» GIVEN REQUEST:
Rewrite everything from the line containing "Where can the blue" down to the line containing "point(150, 283)" as a numbered list, leaving out any blank lines. Include both of those lines and none of the other items.

-------

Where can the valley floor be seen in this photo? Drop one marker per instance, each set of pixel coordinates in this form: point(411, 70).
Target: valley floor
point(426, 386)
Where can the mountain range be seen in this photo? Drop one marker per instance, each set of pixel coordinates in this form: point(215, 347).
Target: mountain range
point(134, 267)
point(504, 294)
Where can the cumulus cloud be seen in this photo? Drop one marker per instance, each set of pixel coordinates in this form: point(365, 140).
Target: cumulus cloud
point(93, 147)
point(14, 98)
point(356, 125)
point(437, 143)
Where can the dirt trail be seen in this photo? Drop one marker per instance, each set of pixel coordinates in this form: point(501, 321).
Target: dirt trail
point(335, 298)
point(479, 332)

-------

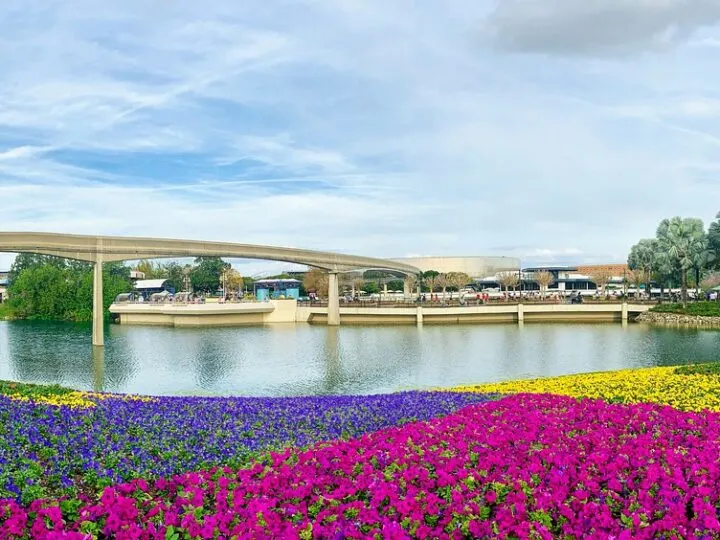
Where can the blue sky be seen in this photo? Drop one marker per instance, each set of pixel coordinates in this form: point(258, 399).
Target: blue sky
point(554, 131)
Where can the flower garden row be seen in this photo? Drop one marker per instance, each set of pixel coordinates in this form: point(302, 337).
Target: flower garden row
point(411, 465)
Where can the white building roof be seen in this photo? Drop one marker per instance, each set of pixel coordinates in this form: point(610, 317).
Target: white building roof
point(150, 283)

-------

» THE REPLY:
1. Where can the blue sky be seen in this photo? Drop one marker per instance, each set of pixel coordinates in this form: point(258, 399).
2. Target: blue sky
3. point(554, 131)
4. Where can the flower garden row be seen in this photo? Drop one marker per instance, each set of pixel coordinates in this form: point(302, 337).
5. Target: flower garden row
6. point(411, 465)
7. Where can the white building roof be seen in this photo? Drop one marker per instance, each set of pixel coordinates in this form: point(610, 317).
8. Target: white building roof
9. point(150, 283)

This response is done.